Saved data entries
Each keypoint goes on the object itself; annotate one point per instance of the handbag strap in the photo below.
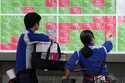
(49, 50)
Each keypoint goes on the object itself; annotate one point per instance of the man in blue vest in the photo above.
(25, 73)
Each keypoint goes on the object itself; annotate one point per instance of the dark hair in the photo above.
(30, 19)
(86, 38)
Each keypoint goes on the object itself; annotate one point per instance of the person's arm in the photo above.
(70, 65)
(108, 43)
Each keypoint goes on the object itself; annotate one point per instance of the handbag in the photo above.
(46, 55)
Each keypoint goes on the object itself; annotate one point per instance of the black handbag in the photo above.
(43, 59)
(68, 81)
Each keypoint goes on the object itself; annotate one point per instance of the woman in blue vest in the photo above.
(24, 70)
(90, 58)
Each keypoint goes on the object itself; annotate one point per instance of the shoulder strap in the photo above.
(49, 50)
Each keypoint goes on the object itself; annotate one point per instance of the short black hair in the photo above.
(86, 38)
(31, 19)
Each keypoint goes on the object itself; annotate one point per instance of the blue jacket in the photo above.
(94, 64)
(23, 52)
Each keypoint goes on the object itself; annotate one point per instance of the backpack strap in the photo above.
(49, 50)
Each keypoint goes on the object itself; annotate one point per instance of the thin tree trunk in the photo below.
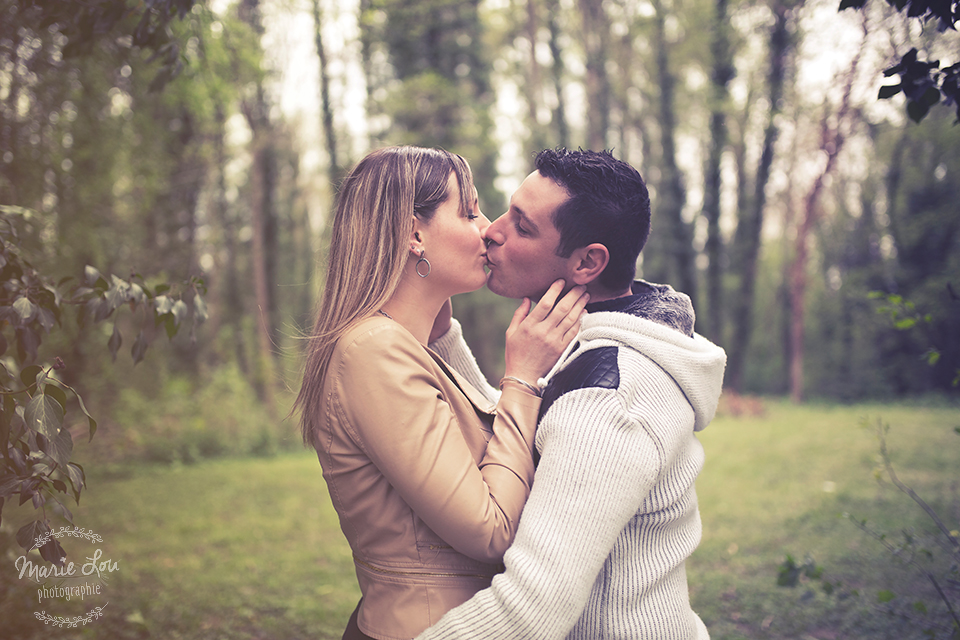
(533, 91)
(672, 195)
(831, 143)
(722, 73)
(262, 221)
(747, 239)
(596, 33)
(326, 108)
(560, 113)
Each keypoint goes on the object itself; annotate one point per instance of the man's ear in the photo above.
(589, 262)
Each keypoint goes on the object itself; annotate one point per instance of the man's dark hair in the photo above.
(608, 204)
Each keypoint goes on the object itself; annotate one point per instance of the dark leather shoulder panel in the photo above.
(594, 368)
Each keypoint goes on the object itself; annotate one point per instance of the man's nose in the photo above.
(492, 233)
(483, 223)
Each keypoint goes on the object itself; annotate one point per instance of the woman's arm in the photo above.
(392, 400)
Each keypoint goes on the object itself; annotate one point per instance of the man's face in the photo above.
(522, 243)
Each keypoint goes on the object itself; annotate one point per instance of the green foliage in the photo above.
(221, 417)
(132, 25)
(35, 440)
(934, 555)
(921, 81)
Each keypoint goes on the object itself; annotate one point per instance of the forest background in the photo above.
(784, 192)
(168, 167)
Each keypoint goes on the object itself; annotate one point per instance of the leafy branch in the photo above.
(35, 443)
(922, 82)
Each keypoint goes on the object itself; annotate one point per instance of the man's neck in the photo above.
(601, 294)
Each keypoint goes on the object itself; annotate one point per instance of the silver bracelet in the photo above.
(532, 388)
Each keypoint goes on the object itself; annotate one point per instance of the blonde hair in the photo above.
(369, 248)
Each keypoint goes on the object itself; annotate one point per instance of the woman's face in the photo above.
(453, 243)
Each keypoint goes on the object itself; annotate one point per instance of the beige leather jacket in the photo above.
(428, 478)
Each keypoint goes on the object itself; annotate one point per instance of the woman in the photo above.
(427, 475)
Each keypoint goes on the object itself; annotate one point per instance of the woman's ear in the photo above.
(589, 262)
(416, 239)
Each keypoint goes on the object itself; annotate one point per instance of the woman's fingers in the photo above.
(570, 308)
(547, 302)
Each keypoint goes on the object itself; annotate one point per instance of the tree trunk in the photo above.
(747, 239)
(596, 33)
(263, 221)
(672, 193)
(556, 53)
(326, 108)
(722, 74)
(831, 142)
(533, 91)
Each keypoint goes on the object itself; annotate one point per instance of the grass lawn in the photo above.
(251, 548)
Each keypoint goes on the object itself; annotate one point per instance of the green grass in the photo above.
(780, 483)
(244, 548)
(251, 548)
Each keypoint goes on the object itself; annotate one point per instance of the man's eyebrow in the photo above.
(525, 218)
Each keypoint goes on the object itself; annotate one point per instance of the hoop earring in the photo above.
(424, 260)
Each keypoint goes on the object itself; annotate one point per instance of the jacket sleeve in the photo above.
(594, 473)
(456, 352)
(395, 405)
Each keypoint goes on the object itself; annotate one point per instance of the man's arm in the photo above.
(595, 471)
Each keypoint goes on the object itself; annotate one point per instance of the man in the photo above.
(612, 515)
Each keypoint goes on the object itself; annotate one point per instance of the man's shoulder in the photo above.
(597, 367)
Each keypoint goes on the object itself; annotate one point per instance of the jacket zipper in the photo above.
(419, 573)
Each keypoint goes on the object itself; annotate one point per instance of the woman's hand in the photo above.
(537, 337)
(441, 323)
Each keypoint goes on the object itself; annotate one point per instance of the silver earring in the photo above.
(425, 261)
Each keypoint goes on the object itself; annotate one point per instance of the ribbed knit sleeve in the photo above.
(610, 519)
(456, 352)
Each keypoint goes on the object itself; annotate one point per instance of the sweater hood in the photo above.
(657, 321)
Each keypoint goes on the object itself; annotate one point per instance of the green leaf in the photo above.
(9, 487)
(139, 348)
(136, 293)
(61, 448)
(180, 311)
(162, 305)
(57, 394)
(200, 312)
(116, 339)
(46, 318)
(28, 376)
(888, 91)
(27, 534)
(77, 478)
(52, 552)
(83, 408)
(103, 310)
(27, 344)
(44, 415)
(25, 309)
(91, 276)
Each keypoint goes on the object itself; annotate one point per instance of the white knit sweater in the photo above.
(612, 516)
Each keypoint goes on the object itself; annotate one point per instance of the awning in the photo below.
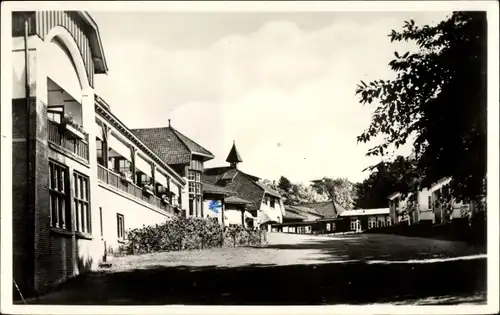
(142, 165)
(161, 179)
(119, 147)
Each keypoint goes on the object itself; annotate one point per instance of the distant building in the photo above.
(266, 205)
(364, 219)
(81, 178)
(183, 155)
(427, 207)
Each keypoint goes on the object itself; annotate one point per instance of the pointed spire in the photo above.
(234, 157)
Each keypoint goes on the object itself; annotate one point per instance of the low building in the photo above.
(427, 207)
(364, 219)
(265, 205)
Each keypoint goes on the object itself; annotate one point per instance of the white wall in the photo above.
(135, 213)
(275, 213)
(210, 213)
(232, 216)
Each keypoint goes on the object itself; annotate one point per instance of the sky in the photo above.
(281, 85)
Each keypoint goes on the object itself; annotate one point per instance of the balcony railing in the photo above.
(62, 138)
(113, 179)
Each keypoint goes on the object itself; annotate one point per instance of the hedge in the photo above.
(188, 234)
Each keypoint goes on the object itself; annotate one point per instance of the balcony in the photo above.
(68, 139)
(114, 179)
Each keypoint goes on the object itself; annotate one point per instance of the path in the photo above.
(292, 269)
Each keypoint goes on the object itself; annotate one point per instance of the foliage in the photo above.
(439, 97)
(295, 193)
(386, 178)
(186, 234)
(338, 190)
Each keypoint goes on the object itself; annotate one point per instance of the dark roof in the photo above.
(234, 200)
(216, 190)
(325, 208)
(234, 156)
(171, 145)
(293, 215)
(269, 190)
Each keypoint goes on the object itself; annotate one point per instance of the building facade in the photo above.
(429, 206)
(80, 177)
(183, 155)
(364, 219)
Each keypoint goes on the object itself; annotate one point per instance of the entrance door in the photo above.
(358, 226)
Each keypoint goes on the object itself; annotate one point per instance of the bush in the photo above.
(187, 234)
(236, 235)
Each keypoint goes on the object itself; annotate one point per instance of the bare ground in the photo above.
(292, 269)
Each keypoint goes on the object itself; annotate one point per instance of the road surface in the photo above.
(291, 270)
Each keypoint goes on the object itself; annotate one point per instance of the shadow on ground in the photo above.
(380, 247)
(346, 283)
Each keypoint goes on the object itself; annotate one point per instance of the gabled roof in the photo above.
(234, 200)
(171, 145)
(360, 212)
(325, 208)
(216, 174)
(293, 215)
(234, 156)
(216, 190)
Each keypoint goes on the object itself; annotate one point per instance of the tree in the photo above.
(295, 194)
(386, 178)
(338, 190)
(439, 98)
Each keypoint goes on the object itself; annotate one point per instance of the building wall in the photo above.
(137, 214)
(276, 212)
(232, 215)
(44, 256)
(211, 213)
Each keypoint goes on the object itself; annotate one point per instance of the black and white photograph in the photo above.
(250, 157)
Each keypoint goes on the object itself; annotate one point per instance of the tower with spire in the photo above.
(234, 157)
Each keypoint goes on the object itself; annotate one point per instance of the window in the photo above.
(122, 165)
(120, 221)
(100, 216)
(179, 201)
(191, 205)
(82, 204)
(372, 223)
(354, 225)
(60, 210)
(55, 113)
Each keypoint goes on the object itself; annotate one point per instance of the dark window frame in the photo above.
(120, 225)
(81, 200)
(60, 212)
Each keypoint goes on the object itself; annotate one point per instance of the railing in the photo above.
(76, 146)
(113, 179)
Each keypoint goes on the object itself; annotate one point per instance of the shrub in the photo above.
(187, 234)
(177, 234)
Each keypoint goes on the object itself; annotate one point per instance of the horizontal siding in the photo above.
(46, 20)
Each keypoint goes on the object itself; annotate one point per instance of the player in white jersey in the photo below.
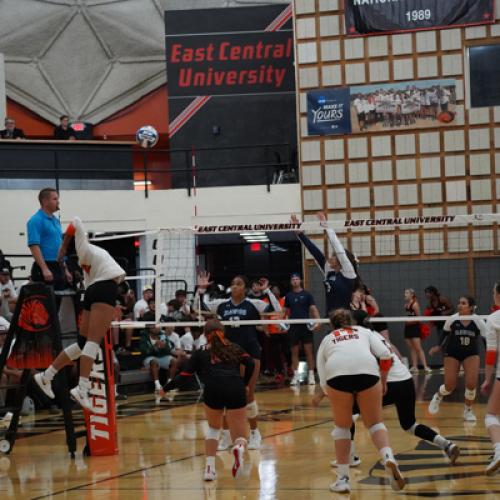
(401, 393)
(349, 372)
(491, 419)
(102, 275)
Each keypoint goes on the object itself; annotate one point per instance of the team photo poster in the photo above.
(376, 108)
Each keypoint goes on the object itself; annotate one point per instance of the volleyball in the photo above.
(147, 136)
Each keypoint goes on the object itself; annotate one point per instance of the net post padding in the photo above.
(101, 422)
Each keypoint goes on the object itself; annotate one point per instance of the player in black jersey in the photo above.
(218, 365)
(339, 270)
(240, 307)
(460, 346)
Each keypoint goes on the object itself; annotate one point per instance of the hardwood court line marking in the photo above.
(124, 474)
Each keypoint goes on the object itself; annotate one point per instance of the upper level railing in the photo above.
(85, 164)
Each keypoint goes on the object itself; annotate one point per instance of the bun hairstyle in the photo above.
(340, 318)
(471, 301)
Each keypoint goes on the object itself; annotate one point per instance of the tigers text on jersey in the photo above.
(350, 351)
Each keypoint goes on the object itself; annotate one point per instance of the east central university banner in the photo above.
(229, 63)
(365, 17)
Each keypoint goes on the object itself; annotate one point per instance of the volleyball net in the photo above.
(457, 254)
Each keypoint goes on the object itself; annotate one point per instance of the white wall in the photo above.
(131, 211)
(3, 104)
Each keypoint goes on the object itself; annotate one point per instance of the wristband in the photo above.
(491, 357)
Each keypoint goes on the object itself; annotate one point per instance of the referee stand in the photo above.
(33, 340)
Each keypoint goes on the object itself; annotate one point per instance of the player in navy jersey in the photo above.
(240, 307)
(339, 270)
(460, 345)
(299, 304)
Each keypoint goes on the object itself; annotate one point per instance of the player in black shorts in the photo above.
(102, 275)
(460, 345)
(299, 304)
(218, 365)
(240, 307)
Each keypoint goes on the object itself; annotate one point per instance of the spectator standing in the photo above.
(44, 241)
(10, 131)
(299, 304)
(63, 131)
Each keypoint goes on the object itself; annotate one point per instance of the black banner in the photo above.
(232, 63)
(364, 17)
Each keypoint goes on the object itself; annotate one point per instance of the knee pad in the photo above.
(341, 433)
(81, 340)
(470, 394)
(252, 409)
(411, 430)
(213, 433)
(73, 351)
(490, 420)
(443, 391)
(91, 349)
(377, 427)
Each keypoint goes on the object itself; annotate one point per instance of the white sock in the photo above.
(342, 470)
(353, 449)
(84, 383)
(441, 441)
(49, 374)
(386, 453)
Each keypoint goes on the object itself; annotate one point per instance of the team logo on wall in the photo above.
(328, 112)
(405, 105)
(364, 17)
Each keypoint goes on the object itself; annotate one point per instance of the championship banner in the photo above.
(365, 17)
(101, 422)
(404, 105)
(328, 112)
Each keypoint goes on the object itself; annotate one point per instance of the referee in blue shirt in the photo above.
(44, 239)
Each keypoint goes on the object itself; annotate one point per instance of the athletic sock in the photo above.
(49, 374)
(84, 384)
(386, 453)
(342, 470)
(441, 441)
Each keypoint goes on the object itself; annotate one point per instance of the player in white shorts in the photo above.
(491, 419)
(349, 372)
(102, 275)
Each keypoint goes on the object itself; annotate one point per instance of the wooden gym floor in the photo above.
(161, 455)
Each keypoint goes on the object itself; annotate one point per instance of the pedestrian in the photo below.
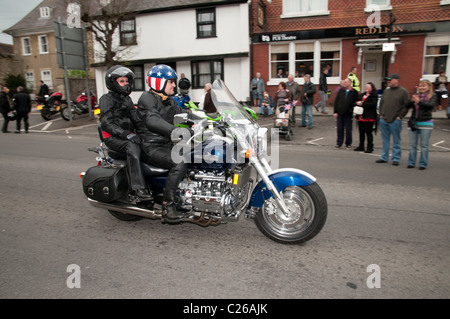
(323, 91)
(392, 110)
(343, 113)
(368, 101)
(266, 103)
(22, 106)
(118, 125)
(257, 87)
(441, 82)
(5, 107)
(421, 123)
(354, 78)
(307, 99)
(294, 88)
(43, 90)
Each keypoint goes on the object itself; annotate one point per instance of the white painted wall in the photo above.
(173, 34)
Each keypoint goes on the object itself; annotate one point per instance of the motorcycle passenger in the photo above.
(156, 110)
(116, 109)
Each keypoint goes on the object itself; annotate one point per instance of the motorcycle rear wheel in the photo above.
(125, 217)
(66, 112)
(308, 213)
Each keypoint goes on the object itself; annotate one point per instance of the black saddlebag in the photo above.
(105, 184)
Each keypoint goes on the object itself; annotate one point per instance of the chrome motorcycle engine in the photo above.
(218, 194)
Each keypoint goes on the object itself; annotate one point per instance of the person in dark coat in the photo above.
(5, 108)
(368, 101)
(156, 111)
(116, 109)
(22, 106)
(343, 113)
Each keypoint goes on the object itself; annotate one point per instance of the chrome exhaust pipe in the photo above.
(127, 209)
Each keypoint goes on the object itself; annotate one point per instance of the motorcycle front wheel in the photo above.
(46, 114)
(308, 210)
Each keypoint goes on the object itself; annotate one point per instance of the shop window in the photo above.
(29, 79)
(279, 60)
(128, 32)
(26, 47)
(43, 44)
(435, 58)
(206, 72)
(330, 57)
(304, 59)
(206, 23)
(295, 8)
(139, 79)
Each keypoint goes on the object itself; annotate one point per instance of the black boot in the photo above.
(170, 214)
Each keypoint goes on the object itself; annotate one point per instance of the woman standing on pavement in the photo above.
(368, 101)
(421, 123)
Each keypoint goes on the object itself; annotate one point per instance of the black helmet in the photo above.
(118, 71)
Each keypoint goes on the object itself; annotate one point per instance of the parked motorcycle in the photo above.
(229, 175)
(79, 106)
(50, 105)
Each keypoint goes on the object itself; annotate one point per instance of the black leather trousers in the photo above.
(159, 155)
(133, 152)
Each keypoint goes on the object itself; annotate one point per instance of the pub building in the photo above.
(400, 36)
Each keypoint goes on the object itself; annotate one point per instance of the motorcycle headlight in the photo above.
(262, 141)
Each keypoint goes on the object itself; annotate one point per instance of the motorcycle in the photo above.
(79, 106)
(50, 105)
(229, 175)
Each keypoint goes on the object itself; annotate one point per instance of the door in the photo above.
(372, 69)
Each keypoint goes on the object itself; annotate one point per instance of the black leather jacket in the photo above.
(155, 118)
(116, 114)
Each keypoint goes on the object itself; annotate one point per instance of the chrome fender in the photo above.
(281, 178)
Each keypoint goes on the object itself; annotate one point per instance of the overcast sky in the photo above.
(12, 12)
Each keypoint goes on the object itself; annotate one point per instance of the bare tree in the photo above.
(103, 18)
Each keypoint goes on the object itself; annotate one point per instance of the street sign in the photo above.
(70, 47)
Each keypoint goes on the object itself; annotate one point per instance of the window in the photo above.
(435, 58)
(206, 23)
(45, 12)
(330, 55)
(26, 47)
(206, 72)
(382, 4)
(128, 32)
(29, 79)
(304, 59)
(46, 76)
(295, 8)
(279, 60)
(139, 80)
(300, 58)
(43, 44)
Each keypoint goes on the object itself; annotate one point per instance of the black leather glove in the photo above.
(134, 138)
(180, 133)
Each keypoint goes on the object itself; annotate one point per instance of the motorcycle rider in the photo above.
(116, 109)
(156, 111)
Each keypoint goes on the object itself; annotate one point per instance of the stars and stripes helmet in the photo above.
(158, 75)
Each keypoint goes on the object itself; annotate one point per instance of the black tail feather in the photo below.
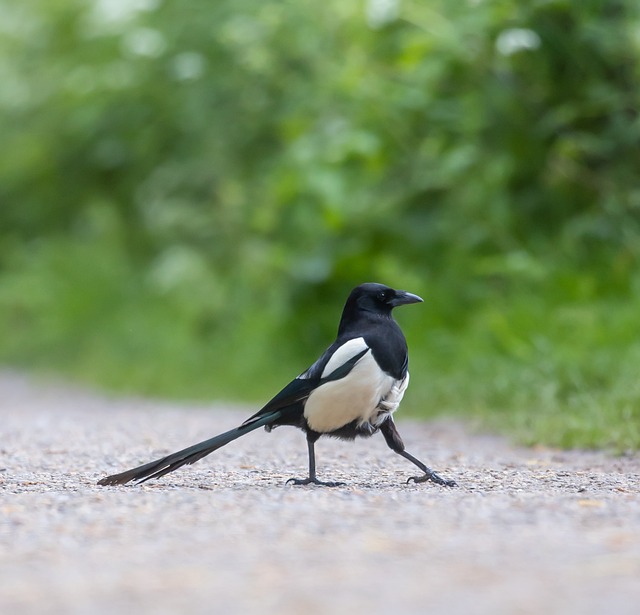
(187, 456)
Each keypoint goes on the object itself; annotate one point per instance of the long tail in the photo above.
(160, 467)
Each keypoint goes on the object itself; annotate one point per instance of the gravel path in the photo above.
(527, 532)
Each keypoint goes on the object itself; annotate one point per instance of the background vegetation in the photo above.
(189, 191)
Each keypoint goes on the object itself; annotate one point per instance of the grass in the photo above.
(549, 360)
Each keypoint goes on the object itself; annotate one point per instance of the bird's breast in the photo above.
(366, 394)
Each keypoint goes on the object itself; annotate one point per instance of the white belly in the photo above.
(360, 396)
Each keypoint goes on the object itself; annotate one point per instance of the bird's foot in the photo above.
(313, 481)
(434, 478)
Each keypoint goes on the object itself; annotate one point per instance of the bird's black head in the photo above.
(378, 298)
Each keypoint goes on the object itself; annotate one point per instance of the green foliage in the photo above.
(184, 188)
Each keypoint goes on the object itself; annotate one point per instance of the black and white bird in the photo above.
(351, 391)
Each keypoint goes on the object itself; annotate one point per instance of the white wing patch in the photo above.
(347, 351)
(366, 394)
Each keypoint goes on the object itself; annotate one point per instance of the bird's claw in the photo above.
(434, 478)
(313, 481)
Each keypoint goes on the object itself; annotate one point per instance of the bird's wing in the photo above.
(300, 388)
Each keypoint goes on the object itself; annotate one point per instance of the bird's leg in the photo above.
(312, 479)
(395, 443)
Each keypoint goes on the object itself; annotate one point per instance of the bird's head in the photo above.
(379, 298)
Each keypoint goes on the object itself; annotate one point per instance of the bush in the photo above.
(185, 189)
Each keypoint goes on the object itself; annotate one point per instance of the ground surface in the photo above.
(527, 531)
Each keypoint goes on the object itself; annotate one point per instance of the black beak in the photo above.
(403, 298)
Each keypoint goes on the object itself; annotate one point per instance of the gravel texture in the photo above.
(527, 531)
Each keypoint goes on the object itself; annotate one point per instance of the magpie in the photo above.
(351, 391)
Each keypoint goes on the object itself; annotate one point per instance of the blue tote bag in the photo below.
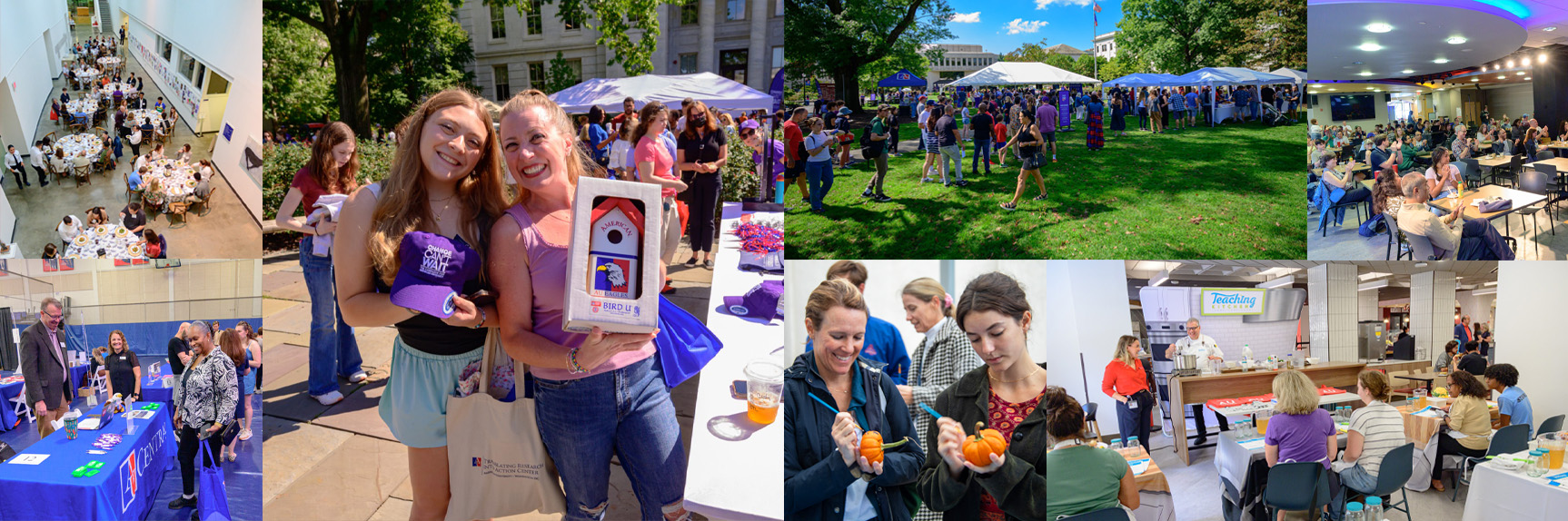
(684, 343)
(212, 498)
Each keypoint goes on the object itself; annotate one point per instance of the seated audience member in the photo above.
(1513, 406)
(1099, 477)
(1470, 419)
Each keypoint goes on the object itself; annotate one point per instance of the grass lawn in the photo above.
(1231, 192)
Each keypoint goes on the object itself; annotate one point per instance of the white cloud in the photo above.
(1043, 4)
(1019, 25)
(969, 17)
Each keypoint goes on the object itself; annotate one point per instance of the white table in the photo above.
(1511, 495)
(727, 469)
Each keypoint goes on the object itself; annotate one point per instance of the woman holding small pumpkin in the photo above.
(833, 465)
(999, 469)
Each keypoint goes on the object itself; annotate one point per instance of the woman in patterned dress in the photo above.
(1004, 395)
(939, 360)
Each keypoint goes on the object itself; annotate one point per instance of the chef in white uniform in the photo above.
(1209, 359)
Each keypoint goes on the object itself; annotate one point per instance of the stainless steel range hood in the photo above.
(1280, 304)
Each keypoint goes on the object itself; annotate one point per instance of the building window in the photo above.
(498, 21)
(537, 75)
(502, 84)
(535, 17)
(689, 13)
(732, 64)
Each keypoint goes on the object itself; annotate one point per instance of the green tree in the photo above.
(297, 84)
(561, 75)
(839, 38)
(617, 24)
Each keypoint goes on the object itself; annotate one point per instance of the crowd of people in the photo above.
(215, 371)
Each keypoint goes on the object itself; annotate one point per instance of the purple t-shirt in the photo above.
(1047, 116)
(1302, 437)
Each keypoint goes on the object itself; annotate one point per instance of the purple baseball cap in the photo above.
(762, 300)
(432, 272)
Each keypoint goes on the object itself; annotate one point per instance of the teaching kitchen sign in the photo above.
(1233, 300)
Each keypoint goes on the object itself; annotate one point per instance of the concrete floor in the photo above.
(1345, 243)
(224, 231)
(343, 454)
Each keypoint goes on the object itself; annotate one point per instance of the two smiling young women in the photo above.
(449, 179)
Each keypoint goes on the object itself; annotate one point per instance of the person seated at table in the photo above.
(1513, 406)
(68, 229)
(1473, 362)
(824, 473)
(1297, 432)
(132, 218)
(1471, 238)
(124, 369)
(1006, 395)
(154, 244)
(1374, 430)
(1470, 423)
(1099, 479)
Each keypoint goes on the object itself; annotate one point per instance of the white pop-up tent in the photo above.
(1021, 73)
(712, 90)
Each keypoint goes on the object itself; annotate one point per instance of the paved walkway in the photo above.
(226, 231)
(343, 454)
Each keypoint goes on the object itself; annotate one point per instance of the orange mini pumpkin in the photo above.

* Exercise task
Give the lines exactly as they stand, from the line with "at table in the photo above." through the end of the material.

* Answer
Each keypoint goes on the object itself; annotate one point per instance of the person seated at table in the photo above.
(1513, 406)
(68, 229)
(1473, 362)
(824, 473)
(1297, 432)
(132, 218)
(1471, 238)
(124, 369)
(1006, 395)
(154, 244)
(1374, 430)
(1470, 423)
(1099, 479)
Each keypoint goes on the object itself; annotate one point per instance of the white pop-up tent in the photo above.
(1021, 73)
(712, 90)
Each keypoint goes on the object itself; annotate one point per instance of the paved walkway in the photo above.
(226, 231)
(343, 454)
Each keypoint goes on the object itself; annotate one point per instance of the orange mini pumpkin in the photo above.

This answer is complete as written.